Supplied text:
···

She remembers the dirt roads in Phnom Penh, the muddy water after the rain, the brown-outs and, more vividly, the children.
"They were playing in the street. I couldn't see their mothers, maybe because the women were selling things in the market elsewhere," said Mrs Chan Yuming, who first went to Cambodia with her church group to do community work three years ago.
"You wonder about the future of the children and you feel for them. I know it sounds cliched, but I really wanted to leave something there that would have lasting impact," she said.
Mrs Chan, a 28-year-old newsletter editor, has since gone back every year for two weeks each time. Here group aims, among other things, to build a medical clinic and set up English classes.
It may not seem like much, considering how much more needs to be done but, she said, empathy and action, at least, are better than hopeless resignation.
When I was 16, I had a history teacher who was a union activist. His office was decorated with a motley of bumper stickers. I never thought much about them. To me, they were just left-overs from his hippie days.
There were statements like: "Subvert the dominant paradigm" and "Think globally, act locally," and this one: "If not me, who? If not now, when?"
Growing up in a land of plenty, in a time of plenty, the post-baby-boomer generation has, more than once, been called spoiled. And, I must admit, I am -- along with most of my peers. We grew up with all of the privileges and none of the setbacks.
Racial riots and instability exist, for me, mostly in history textbooks and in the memories of older relatives. As a child, I vaguely remember adults discussing the oil crisis of the '70s. When the recession hit in the '80s, I was still tucked safely away in school. I started work in a booming market, riding the rich economic wave that employers see as part of the reason for high turnover.
All right, so we live in an intensely competitive environment with an increasingly high cost of living. And we have to work harder than our parents probably did to get the same things. Perhaps that is why many of us are starting to question this quest for upward mobility and looking to chase something other than the 5 Cs.
Finally, we're starting to define ourselves by something other than our work and our achievements.

···

Supplied material:
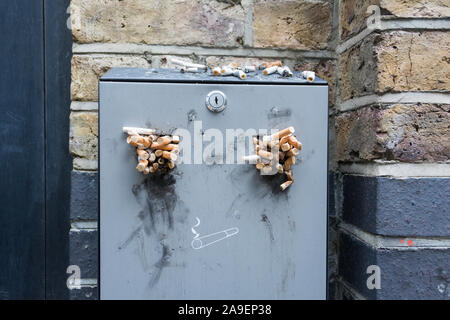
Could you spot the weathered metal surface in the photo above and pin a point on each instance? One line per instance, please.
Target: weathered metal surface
(279, 249)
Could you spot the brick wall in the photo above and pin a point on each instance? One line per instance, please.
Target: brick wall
(389, 114)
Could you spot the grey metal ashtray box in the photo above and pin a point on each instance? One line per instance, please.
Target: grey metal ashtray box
(270, 244)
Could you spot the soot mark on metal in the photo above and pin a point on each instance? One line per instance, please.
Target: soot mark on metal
(157, 197)
(159, 266)
(268, 224)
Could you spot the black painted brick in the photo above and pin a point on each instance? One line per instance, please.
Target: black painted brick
(84, 196)
(84, 252)
(85, 293)
(405, 274)
(398, 207)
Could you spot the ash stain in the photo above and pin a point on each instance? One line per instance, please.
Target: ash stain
(157, 197)
(163, 262)
(268, 224)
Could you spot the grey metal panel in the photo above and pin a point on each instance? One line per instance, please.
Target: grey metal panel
(145, 223)
(170, 75)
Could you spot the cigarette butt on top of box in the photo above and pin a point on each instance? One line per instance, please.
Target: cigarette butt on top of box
(248, 69)
(294, 142)
(169, 156)
(289, 175)
(285, 185)
(259, 166)
(309, 75)
(164, 140)
(240, 74)
(270, 70)
(142, 165)
(226, 71)
(216, 71)
(265, 154)
(285, 147)
(143, 154)
(175, 139)
(280, 134)
(293, 152)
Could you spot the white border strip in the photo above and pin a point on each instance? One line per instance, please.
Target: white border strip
(394, 98)
(398, 169)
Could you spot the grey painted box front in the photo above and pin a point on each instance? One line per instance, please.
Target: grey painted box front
(278, 246)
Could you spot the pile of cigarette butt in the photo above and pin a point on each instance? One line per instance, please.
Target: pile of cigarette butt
(276, 154)
(155, 153)
(233, 69)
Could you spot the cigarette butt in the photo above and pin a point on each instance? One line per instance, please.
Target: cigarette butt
(276, 63)
(134, 140)
(309, 75)
(289, 162)
(169, 155)
(248, 69)
(270, 70)
(265, 154)
(251, 158)
(165, 147)
(240, 74)
(226, 71)
(267, 169)
(216, 71)
(289, 175)
(292, 159)
(143, 154)
(285, 132)
(285, 185)
(284, 140)
(175, 139)
(164, 140)
(280, 168)
(187, 64)
(285, 147)
(285, 71)
(142, 165)
(294, 142)
(293, 152)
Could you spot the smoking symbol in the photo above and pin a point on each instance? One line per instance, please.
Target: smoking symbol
(207, 240)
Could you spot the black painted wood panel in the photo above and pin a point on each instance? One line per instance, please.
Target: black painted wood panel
(22, 174)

···

Required action A:
In the Cambodia article, how old is Mrs Chan Yuming, and what does she do for work?
Required action B:
List every bumper-sticker statement that the Cambodia article quotes from the history teacher's office.

Your solution A:
She is 28 years old and works as a newsletter editor.

Your solution B:
- "Subvert the dominant paradigm"
- "Think globally, act locally"
- "If not me, who? If not now, when?"